State how many lines in the listing below contain the string "black", counting only matches with the same case, and reply with that number alone.

• **Input rows**
┄┄┄┄┄┄┄┄┄┄┄┄┄┄┄┄┄┄┄┄
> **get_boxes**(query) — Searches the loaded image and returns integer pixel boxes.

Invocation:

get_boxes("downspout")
┄┄┄┄┄┄┄┄┄┄┄┄┄┄┄┄┄┄┄┄
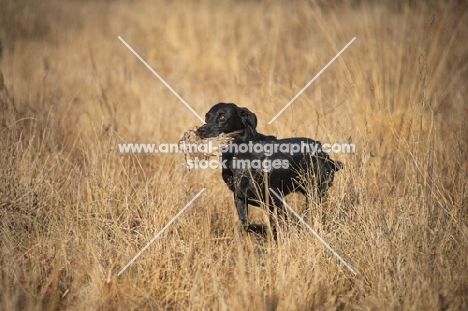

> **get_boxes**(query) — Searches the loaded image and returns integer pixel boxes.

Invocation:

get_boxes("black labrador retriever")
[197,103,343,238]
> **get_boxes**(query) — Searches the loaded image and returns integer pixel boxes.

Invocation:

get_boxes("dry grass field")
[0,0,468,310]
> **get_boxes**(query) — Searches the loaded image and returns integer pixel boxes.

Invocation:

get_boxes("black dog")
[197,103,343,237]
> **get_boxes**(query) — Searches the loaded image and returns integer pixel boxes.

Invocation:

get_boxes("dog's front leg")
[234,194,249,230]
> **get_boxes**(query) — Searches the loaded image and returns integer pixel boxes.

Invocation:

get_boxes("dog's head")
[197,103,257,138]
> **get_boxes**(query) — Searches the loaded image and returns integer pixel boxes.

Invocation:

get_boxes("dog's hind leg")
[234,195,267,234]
┄┄┄┄┄┄┄┄┄┄┄┄┄┄┄┄┄┄┄┄
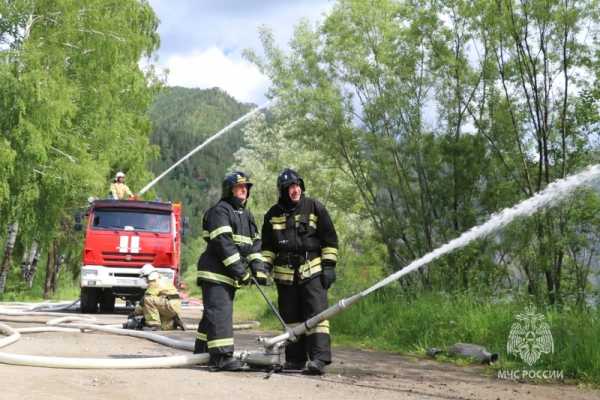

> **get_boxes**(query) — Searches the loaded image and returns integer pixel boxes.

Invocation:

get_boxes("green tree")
┄┄┄┄┄┄┄┄┄┄┄┄┄┄┄┄┄┄┄┄
• **Finished answer**
2